--- start of EXTRACTED MATERIAL ---

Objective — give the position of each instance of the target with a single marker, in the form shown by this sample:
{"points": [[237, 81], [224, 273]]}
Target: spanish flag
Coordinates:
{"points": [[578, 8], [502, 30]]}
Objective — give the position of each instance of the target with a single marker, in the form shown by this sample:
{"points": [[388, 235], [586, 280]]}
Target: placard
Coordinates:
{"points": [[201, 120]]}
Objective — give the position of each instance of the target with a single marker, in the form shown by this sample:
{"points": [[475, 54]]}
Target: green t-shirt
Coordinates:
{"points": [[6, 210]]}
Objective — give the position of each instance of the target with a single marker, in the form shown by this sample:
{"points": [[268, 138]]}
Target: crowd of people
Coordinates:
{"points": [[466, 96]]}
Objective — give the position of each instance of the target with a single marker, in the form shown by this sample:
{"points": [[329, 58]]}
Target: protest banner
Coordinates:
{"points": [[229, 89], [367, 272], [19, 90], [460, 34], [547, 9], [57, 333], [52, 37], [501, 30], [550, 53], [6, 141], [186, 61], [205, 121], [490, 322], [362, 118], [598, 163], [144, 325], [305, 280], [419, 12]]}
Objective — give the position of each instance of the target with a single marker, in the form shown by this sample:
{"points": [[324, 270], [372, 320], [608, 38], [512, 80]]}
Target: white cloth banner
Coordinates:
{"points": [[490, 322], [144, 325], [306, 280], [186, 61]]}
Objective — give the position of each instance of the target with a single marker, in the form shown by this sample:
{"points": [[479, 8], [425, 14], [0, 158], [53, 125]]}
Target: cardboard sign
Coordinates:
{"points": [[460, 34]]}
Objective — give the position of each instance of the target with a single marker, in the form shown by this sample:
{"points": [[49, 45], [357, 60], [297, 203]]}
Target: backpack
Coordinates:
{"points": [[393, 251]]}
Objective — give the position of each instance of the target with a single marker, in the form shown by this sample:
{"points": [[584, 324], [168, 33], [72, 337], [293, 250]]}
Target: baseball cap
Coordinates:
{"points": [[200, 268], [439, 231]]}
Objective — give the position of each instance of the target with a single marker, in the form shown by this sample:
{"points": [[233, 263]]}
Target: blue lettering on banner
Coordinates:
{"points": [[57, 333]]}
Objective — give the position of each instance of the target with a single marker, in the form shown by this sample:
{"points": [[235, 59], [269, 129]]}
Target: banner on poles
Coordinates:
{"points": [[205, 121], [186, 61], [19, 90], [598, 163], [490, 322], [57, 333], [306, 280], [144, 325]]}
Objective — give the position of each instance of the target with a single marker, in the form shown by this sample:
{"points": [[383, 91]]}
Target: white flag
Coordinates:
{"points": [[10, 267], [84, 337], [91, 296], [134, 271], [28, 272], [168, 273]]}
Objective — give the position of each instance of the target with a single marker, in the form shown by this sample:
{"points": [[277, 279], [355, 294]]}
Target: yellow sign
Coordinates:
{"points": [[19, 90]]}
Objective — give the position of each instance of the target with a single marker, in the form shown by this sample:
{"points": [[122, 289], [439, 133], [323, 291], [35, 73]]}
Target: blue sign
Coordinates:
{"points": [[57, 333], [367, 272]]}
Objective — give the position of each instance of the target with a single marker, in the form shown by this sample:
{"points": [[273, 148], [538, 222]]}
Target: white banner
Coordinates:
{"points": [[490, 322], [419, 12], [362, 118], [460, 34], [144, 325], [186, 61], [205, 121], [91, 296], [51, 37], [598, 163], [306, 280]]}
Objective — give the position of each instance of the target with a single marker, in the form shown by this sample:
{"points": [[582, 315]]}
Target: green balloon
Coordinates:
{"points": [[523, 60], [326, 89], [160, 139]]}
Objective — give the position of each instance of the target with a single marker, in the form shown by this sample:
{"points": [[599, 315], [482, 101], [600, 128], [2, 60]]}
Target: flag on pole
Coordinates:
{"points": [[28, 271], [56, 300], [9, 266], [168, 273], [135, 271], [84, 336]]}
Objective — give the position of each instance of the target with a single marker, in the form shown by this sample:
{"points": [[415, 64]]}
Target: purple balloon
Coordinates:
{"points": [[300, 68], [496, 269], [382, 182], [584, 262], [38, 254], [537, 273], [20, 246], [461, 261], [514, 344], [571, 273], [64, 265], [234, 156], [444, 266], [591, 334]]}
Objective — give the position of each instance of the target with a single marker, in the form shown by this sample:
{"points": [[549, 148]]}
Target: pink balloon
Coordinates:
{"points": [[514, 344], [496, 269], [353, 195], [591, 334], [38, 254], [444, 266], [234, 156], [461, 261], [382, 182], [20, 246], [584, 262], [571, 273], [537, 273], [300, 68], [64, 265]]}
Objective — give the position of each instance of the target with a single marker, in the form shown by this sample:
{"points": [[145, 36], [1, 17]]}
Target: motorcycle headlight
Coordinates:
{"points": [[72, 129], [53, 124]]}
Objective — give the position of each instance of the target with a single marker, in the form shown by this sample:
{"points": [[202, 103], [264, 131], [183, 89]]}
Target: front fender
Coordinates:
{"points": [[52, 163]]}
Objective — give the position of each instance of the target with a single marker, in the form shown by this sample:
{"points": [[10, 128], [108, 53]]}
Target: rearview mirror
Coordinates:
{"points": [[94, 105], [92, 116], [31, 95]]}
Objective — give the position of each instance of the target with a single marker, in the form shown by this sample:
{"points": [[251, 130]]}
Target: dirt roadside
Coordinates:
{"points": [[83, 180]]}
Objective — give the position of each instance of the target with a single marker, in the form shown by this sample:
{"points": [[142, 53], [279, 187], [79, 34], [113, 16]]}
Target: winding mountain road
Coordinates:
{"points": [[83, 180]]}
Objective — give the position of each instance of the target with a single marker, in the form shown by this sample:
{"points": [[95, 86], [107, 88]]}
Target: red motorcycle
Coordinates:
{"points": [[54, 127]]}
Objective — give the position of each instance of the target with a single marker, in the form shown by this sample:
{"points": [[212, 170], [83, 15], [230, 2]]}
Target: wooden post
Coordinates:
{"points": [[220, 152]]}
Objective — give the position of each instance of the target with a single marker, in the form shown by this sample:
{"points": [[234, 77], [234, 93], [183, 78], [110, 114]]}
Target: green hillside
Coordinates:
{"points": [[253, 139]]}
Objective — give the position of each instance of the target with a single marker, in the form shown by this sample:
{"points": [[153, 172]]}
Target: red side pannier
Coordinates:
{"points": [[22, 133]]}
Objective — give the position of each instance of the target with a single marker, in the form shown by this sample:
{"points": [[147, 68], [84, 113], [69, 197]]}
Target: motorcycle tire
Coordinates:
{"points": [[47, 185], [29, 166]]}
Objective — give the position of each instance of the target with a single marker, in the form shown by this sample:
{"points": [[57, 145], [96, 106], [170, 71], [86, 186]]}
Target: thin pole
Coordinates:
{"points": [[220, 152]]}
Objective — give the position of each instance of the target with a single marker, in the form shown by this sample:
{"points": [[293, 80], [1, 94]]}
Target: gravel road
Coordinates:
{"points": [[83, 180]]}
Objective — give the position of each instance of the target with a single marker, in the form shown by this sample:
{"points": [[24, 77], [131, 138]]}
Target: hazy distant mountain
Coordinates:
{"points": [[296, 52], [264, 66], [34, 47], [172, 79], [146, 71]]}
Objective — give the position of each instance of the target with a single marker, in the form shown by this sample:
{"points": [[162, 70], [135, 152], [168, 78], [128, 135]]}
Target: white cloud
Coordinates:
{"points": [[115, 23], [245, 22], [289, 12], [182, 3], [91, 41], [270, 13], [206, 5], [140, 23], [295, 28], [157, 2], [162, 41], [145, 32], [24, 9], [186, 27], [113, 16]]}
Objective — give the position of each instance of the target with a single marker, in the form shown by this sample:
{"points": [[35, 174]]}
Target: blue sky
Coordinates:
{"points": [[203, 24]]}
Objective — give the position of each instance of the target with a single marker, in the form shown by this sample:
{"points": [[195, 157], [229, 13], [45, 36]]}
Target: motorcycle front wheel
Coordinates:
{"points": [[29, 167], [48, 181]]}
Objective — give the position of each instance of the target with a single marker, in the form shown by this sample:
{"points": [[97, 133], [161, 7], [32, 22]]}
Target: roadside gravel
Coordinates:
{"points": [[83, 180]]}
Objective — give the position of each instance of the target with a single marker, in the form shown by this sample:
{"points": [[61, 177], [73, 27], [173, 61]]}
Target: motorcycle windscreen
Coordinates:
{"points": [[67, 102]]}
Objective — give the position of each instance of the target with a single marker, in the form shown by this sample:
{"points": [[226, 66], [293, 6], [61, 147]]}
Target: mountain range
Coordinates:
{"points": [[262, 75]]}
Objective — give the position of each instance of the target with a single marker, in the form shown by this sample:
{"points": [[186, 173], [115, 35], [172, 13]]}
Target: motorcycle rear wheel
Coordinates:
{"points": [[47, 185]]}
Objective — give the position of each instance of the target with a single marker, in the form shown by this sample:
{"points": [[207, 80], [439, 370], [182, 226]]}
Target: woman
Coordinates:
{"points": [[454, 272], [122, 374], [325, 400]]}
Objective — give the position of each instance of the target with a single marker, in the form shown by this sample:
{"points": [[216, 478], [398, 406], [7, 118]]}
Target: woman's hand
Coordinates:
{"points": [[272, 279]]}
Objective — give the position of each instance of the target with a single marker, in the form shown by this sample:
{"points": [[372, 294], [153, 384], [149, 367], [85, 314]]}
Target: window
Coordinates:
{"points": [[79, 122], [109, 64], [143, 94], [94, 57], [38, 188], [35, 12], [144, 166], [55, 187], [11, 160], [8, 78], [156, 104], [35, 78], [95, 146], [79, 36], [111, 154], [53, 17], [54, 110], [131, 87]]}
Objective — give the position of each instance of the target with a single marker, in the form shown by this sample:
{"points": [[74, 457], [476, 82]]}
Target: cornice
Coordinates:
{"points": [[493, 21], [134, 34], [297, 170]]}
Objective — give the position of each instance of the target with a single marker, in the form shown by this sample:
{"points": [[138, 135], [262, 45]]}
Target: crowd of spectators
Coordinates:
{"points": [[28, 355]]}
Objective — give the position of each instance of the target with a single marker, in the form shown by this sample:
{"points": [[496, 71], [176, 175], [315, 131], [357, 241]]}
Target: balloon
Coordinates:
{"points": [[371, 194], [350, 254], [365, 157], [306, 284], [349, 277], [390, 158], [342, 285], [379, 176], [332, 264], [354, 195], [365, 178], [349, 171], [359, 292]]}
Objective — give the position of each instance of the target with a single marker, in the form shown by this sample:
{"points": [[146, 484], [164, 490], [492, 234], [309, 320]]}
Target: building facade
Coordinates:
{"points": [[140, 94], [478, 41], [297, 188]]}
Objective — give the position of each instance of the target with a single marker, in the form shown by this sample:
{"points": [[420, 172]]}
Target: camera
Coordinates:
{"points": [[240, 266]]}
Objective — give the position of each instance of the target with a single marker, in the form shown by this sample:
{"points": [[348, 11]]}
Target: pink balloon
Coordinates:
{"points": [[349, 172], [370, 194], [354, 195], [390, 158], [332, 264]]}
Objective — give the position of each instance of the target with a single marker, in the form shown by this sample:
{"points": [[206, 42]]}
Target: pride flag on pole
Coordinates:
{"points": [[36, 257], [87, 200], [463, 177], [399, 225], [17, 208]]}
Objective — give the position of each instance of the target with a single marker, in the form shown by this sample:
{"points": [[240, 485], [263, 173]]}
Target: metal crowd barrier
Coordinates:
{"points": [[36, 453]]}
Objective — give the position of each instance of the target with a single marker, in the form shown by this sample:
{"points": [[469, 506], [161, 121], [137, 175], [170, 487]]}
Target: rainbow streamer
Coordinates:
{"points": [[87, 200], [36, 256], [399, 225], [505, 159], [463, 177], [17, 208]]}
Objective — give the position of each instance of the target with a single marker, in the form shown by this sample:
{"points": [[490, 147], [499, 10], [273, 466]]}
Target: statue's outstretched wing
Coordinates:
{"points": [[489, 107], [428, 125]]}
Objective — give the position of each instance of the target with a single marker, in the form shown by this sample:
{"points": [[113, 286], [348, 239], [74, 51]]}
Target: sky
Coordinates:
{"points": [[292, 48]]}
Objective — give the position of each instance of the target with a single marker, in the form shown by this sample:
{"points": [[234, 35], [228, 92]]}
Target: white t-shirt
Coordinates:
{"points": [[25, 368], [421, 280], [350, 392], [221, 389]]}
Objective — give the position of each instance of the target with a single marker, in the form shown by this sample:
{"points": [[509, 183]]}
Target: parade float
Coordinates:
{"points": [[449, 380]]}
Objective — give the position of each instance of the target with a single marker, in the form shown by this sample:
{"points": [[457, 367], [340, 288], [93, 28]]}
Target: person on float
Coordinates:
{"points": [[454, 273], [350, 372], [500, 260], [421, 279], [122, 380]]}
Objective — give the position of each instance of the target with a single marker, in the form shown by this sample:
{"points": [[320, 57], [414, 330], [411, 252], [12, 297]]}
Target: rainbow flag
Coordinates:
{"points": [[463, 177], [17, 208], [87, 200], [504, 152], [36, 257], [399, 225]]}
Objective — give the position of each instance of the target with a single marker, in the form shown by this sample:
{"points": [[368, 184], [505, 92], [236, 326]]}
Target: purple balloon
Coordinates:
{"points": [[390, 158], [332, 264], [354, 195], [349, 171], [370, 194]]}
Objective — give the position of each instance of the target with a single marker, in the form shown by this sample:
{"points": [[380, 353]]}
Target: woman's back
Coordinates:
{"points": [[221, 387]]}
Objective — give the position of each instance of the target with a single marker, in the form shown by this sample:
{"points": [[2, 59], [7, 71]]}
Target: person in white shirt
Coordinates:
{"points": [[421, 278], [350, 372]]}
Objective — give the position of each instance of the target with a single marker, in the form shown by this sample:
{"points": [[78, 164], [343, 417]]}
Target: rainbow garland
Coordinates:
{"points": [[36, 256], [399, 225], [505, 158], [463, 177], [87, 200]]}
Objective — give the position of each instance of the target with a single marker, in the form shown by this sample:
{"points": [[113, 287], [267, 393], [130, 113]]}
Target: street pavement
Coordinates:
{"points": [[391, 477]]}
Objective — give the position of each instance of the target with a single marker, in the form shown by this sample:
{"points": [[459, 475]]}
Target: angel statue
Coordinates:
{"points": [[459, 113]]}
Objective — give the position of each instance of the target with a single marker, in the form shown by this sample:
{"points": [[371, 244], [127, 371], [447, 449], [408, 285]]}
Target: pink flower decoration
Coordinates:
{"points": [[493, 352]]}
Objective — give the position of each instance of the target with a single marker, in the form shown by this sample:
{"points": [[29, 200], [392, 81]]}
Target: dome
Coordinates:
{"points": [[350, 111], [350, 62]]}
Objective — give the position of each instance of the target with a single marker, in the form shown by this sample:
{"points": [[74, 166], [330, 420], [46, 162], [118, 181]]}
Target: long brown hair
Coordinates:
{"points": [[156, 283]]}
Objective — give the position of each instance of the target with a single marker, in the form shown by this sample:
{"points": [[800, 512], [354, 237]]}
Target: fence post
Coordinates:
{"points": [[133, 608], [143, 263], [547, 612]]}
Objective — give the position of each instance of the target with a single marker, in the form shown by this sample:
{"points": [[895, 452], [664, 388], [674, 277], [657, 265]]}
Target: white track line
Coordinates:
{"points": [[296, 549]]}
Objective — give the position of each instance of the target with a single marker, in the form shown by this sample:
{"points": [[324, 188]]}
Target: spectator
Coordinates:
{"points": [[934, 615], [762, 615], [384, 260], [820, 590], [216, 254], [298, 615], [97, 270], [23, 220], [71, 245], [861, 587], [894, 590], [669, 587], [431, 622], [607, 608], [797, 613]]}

--- end of EXTRACTED MATERIAL ---

* **REQUIRED WORK**
Gather every line in the rows above that contains the string "green". Copy each of those lines unchanged.

* **FULL RESPONSE**
Target: green t-shirt
Target: green balloon
Target: green hillside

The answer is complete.